• **Work to be completed**
Transcribe the listing exactly as it appears, from its first line up to and including the line containing "[[175, 846], [116, 1005]]". Leave the pictures out of your answer.

• **Given records**
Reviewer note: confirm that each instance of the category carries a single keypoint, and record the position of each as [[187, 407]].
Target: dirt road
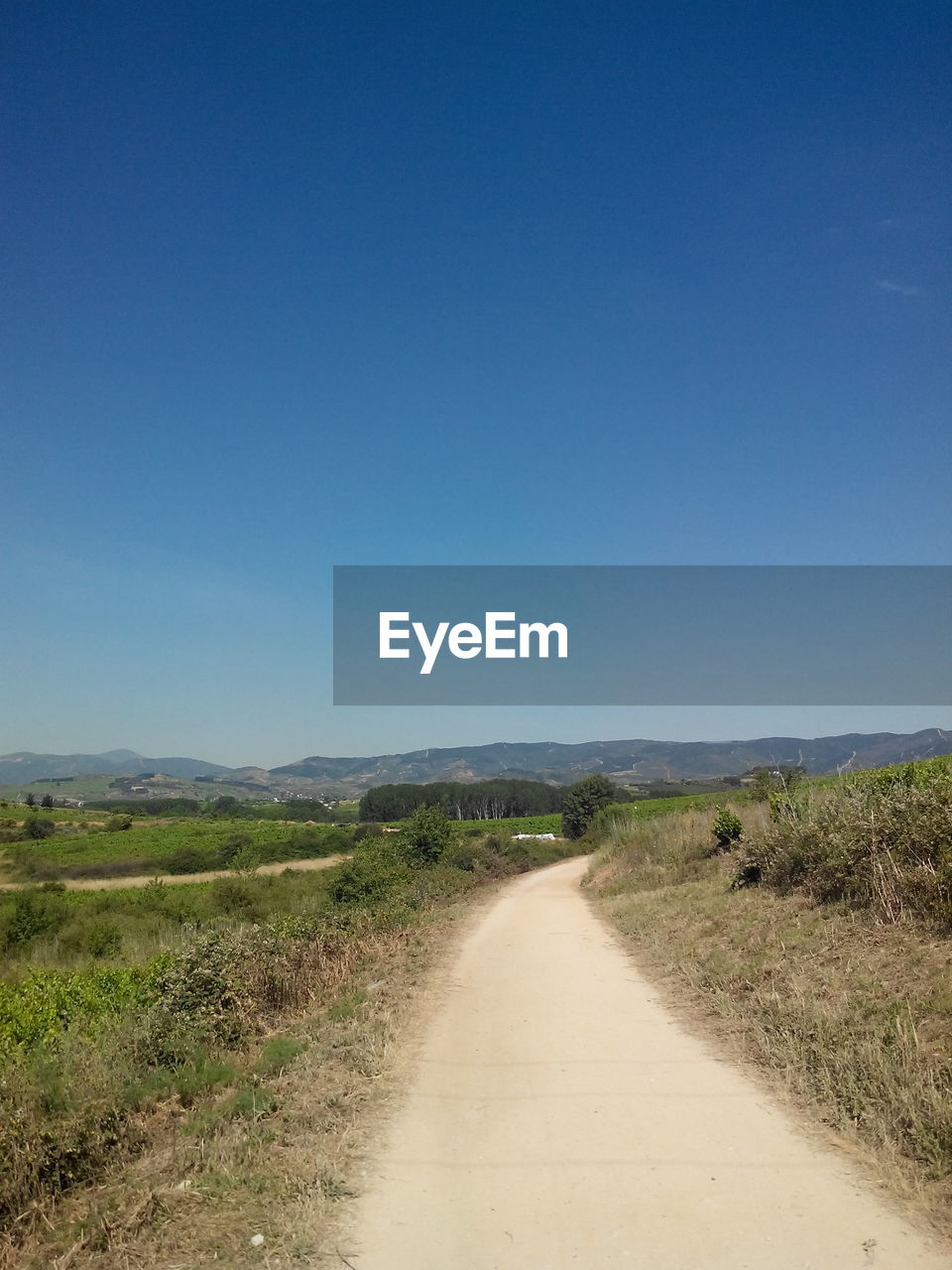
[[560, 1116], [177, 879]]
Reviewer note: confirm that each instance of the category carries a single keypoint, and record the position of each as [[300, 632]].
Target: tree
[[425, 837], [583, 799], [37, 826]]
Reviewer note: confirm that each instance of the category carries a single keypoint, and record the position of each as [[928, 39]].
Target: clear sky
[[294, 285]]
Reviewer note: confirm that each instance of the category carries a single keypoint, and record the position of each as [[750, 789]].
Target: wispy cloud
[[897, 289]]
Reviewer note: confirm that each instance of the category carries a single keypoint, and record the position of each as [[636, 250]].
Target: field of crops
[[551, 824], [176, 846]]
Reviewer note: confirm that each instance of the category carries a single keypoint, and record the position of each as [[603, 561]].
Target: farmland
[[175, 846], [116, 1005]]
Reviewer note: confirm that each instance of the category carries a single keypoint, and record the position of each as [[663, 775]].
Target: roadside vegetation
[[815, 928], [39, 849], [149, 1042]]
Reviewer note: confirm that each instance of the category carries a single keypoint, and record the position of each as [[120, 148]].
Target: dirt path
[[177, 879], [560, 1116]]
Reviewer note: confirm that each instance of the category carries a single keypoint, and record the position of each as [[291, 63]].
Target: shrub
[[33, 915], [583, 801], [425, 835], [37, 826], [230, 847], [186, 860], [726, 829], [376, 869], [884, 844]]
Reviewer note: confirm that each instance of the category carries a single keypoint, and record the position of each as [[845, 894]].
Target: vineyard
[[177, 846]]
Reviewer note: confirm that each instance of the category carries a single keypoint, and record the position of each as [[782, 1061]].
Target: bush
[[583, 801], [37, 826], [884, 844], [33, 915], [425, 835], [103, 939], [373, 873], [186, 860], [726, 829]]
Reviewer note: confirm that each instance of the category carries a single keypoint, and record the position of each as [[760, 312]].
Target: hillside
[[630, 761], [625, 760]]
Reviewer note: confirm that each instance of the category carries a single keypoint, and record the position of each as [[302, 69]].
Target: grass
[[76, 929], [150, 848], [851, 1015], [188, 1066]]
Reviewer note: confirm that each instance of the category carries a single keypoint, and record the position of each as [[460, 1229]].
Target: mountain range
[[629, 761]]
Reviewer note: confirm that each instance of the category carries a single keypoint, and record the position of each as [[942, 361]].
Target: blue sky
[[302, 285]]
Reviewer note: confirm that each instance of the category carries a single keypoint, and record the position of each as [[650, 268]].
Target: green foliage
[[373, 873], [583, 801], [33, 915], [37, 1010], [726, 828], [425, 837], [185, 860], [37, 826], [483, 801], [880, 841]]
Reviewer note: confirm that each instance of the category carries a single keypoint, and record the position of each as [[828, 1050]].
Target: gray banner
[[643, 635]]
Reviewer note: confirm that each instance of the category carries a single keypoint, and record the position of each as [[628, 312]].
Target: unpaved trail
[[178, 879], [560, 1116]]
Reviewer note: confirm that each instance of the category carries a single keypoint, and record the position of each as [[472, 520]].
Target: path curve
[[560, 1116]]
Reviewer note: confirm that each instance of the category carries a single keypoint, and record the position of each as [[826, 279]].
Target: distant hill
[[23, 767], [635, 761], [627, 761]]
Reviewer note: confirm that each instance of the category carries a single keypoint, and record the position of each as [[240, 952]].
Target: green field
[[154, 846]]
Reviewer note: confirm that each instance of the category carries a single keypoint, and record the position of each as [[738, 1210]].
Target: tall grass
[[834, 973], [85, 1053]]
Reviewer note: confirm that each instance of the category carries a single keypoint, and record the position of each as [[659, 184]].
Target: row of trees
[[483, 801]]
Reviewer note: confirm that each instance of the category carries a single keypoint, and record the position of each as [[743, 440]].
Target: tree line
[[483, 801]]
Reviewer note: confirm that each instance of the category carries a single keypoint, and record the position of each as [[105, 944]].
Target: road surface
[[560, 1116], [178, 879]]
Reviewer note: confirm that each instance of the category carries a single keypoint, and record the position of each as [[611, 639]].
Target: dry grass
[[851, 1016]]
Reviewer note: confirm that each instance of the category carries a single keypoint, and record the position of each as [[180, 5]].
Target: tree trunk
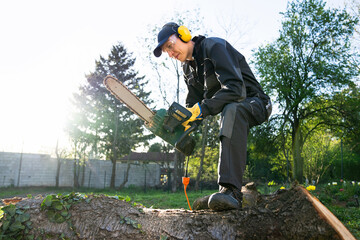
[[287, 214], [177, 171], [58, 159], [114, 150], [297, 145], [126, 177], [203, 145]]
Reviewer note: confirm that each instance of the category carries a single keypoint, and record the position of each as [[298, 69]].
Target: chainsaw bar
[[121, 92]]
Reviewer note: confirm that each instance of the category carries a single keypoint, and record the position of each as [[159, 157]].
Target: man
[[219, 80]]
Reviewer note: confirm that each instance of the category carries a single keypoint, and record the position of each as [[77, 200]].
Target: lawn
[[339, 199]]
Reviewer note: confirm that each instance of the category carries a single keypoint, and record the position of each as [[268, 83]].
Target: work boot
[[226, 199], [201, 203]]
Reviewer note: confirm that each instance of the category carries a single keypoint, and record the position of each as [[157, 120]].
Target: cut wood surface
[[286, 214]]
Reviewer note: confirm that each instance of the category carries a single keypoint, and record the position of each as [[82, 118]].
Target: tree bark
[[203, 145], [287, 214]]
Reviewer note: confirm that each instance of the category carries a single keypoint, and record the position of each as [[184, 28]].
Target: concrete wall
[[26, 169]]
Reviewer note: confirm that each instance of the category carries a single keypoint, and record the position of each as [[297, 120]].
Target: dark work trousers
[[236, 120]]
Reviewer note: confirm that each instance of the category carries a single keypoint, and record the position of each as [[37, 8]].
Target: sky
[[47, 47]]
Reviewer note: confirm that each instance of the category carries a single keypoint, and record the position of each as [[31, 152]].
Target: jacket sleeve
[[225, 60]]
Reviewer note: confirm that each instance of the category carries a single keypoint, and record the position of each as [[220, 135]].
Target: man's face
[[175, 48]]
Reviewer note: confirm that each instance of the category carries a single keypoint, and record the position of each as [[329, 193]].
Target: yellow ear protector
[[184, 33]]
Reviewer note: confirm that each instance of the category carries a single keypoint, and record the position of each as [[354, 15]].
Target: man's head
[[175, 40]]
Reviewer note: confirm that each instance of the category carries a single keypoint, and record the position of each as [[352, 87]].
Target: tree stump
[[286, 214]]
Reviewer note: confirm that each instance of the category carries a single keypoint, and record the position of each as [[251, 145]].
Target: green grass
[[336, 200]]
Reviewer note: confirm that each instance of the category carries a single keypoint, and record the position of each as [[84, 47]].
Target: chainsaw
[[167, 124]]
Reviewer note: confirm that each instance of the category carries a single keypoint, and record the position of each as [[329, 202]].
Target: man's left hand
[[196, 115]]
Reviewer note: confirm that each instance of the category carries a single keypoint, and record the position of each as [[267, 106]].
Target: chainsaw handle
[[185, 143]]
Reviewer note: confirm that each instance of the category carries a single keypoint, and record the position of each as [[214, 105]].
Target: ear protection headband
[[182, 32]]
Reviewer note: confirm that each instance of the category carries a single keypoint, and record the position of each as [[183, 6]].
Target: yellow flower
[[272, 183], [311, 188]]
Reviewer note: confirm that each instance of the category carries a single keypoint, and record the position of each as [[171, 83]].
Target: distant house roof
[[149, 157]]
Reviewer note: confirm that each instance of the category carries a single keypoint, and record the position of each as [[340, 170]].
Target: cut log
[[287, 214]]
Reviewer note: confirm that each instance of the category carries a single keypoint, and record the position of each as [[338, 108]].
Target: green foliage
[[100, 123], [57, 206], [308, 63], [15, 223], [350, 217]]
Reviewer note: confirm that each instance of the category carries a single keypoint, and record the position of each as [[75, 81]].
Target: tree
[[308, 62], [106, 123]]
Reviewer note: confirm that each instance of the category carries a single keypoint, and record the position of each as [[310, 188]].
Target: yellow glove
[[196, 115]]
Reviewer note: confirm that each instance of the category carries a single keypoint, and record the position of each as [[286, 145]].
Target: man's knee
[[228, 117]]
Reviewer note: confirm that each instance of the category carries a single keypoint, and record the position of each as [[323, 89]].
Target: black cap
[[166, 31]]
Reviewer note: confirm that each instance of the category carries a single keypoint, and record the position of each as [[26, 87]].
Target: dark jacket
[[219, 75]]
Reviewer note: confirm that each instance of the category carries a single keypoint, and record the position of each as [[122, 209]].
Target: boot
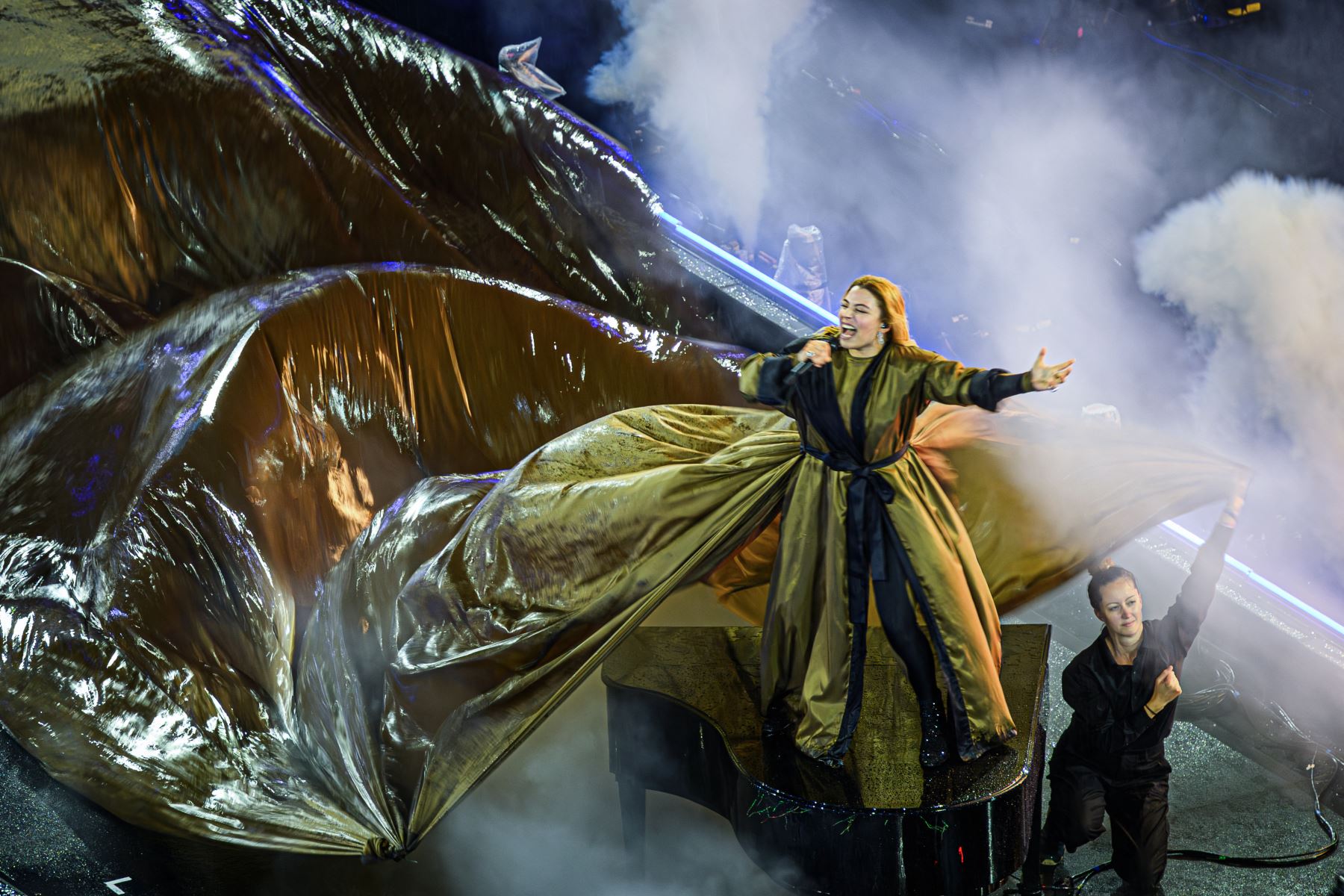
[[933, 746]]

• **Written solution**
Reviewer note: confirm that each instance of the category carries a single keypoint, and record the position of each as [[187, 407]].
Target: dirt road
[[560, 1116], [177, 879]]
Reviewer note: confirm that each instance of the category carries a single keypoint, and record the position of each as [[300, 632]].
Target: tree
[[425, 837], [583, 799], [37, 826]]
Reviewer note: confirm that each instance of the category carries a single keypoint, and record the position of each as [[928, 39]].
Target: clear sky
[[294, 285]]
Reviewer note: confirm that each instance of the category carries a single keypoint, and record the position of each as [[750, 789]].
Target: wispy cloud
[[897, 289]]
Reviewer note: confirm that each instance of the category carries a single keypoint, and record the position of each as [[636, 250]].
Target: field of crops
[[551, 824], [176, 846]]
Reviewer note: confirm that each instance of the category carries a single keypoint, and record the position of each as [[603, 561]].
Target: farmland
[[175, 846], [116, 1005]]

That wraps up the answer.